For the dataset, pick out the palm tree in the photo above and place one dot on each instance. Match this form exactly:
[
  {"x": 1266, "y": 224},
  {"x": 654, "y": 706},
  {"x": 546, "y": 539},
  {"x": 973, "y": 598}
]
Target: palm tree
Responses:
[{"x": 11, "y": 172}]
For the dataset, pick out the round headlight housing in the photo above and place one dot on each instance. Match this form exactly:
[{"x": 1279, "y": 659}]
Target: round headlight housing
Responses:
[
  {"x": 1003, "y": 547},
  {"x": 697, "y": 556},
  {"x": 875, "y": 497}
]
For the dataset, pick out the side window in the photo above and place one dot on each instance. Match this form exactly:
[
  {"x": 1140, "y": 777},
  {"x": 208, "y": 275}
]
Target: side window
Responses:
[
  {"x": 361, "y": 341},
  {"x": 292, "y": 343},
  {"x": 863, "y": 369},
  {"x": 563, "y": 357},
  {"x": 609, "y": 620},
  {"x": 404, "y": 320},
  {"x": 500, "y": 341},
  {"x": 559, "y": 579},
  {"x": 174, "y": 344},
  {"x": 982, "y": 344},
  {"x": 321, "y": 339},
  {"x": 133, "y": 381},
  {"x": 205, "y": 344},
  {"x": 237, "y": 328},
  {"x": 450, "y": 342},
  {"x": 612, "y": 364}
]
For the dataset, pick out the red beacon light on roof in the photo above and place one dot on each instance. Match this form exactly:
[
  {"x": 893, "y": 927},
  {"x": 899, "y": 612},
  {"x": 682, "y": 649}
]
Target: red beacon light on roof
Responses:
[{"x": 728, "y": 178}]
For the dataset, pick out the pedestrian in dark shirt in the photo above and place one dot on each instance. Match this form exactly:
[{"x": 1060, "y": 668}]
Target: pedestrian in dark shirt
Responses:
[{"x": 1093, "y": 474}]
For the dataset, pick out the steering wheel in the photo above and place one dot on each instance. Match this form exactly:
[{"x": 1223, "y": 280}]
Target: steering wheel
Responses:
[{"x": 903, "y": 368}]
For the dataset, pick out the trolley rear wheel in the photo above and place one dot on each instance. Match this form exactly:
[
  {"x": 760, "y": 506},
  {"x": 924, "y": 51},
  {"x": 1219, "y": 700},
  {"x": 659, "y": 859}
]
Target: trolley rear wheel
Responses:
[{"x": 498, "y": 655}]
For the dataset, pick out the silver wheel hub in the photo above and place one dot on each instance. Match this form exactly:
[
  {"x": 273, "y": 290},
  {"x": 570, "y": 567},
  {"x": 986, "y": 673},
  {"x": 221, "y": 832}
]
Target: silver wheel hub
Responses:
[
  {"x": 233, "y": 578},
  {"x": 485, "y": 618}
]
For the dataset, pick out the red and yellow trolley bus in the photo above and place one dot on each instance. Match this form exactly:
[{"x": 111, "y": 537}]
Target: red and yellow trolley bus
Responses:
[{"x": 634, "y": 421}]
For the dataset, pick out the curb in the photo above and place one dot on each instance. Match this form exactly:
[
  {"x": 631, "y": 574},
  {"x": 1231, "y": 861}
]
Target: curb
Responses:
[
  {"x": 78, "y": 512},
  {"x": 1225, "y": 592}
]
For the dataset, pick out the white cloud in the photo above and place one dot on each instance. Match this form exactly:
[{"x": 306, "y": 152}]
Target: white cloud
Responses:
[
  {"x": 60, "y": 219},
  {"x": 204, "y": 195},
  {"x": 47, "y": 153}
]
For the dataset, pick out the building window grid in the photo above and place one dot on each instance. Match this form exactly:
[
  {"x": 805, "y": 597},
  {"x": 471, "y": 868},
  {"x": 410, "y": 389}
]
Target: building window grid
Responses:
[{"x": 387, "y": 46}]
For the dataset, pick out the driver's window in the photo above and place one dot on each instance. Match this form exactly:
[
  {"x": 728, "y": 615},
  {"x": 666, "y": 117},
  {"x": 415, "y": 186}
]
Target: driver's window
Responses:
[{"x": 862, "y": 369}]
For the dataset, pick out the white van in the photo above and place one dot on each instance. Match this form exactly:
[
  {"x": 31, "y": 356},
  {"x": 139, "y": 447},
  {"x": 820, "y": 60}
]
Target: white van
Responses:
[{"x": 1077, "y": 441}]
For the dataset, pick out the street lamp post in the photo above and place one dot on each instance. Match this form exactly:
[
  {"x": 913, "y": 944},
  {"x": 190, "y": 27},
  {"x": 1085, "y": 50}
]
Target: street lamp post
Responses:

▬▬▬▬▬▬▬▬▬▬

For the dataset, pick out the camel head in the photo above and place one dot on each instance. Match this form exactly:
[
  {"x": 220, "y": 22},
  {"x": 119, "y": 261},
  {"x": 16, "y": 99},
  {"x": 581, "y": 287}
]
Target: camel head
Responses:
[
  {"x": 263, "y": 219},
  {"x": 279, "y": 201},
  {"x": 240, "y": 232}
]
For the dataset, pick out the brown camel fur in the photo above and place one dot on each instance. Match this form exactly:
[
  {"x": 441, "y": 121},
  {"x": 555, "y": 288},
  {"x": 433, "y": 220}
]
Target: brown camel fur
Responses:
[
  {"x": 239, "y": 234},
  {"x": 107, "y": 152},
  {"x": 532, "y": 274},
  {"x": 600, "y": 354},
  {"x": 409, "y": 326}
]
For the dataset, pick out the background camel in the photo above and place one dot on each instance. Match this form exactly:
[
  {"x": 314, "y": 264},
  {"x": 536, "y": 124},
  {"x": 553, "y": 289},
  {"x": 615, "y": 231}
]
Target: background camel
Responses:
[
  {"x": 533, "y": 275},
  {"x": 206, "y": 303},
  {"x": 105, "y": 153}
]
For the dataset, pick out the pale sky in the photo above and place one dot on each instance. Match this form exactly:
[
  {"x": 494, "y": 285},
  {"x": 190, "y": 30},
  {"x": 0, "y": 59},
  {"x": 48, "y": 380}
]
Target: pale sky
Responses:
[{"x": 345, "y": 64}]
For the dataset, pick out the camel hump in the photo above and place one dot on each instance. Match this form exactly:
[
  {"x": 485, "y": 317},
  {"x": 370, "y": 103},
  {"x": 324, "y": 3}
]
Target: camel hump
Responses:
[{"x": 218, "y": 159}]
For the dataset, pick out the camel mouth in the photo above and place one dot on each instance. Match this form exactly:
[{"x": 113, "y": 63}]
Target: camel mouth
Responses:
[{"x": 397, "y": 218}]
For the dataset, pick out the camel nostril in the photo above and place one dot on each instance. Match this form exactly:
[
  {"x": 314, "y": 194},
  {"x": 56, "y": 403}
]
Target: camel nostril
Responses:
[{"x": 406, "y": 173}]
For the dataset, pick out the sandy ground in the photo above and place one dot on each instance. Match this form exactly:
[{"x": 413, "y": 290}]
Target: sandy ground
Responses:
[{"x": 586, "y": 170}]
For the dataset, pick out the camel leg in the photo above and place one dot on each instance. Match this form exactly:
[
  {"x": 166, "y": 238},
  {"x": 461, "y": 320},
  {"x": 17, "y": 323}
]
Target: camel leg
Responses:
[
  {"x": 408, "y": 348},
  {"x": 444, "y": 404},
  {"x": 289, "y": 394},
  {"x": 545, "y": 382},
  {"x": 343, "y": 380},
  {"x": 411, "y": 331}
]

▬▬▬▬▬▬▬▬▬▬

_Problem to work on_: Whenever the string "pedestrian" occurs in a line of the entries above, copy that line.

_Output for this task_:
For the dataset, pick out the pedestrian in dark shirt in the photo above and place one dot on each instance. Match this form exactly:
Target: pedestrian in dark shirt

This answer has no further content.